TRY IT: What is the count of lines in the listing below that hold the string "marker"? Reply with that number alone.
===== RECORDS SUPPLIED =====
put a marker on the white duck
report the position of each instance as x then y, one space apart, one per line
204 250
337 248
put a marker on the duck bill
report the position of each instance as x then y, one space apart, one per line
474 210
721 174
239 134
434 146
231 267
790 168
=====
ANSWER FOR THE TASK: 2